## What is asked
A - Please reproduce verbatim the passage of the Goa spice article between "Where spices come" and "one in Goa.", inclusive.
B - Format the lines of the records between the line holding "of the building" and the final line of the records, inclusive, as a JSON list of strings with one string per line, omitting blank lines.

## Selected excerpt
-- Start --

Where spices come from. A tour of a spice plantation in Goa

If you’re in a region of the world where spices are grown, take in a tour of a spice plantation. On last Tuesday’s episode of Bizarre Foods, Andrew Zimmern went to a one in Goa.

Here is a video of a tour of a spice plantation in Goa (there are several) that points out the highlights of the various spices and how they are grown. The text captions tell what you’re seeing. Along with the close-up shots, are views of the entire plants. In the mix, there is a demonstration of how to climb a tree, and the food shots will make you hungry.

Here is a link Goa’s spice plantations. Make sure that food is part of the bargain. You are guaranteed shopping time.

Bizarre Foods with Andrew Zimmern: Goa, the spice of life

From the first shot of Goa in this week’s episode of Bizarre Foods, I could smell the aromas. And that’s a good thing. Although Zimmern said that the food in Goa is different than many parts of India, in New Delhi where I lived for two years, every spicy, sweet and sour taste that Zimmern mentioned could be found. That’s because New Delhi was filled with people who started out somewhere else. For those who like taste variety, India is heaven, and Zimmern once again showed how.

What I liked about this episode is that anyone heading to Goa can find the food that Zimmern ate without spending much money. He went to simple places in each location he visited. And, although he did touch on the unusual foods, it was mostly the cooking methods and not weird ingredients that carried the episode. Goa became an inviting backdrop for eating pleasure. Instead of thinking, “Oh, gad!” I wanted a bite– or twelve.

In Goa, a state colonized by the Portuguese, and described by Zimmern as a hippie hangout in the 60s and 70s that still teams with tourists, Zimmern walked through Mapusa Market as the camera panned and periodically lingered on sacks of spices followed by piles of various fruits. Along with the variety in the smells and flavors of the bounty is a vibrant color palate which is probably why camera shots of spices were popular throughout this episode.

First up– a lesson in curry. As Zimmern pointed out, curry is a blend of spices that goes much further than what Westerners know as curry powder. In India, curry is called masala. When the tasting started Zimmern honed in on a couple of dishes that make Indian cuisine unique.

Pickled mango was one of them. Mango, a usually sweet fruit is turned sour by being kept in salt. One of my favorite relishes, mango pickle is often found on restaurant tables similar to how a bottle of ketchup is a condiment in the United States. My favorite Indian restaurant in Albuquerque, New Mexico when I lived there was the Indian Kitchen. There was always a jar of mango pickle at the ready. I’d eat it like candy.

-- End --

## Task inputs
-- Start --

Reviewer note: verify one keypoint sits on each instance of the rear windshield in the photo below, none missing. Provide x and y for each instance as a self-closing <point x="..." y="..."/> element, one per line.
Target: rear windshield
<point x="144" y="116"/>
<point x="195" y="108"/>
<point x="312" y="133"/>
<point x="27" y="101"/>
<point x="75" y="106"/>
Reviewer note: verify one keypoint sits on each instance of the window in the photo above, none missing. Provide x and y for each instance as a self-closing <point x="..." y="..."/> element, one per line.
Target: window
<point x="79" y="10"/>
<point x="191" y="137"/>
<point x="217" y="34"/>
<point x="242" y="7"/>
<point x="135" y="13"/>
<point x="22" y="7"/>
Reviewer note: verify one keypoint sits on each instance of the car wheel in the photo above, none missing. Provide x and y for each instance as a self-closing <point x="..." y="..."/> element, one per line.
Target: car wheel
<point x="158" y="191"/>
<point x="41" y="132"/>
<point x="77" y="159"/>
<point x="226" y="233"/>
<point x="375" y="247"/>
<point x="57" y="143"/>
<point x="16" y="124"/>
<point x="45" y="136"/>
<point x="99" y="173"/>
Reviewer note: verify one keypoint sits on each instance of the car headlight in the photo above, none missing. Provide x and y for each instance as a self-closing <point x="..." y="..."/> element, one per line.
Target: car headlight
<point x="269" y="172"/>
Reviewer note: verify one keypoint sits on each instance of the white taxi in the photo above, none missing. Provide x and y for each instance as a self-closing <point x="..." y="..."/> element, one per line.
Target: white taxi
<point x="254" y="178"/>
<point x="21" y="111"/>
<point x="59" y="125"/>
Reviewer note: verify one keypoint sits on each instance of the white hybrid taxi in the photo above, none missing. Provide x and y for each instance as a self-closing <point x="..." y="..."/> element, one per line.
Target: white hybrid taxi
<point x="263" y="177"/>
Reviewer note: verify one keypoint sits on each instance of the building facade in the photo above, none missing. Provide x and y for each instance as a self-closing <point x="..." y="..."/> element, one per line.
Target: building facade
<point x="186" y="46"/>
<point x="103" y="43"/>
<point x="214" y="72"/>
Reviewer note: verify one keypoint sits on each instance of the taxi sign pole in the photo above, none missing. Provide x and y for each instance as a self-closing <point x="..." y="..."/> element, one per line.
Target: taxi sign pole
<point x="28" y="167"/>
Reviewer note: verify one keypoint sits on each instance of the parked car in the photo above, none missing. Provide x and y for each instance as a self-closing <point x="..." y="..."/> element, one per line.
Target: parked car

-- End --

## Responses to the tasks
A -
Where spices come from. A tour of a spice plantation in Goa

If you’re in a region of the world where spices are grown, take in a tour of a spice plantation. On last Tuesday’s episode of Bizarre Foods, Andrew Zimmern went to a one in Goa.

B -
[
  "Reviewer note: verify one keypoint sits on each instance of the building facade in the photo above, none missing. Provide x and y for each instance as a self-closing <point x=\"...\" y=\"...\"/> element, one per line.",
  "Target: building facade",
  "<point x=\"186\" y=\"46\"/>",
  "<point x=\"103\" y=\"43\"/>",
  "<point x=\"214\" y=\"72\"/>",
  "Reviewer note: verify one keypoint sits on each instance of the taxi sign pole in the photo above, none missing. Provide x and y for each instance as a self-closing <point x=\"...\" y=\"...\"/> element, one per line.",
  "Target: taxi sign pole",
  "<point x=\"28\" y=\"167\"/>",
  "Reviewer note: verify one keypoint sits on each instance of the parked car in the photo above, none missing. Provide x and y for each instance as a self-closing <point x=\"...\" y=\"...\"/> element, one per line.",
  "Target: parked car"
]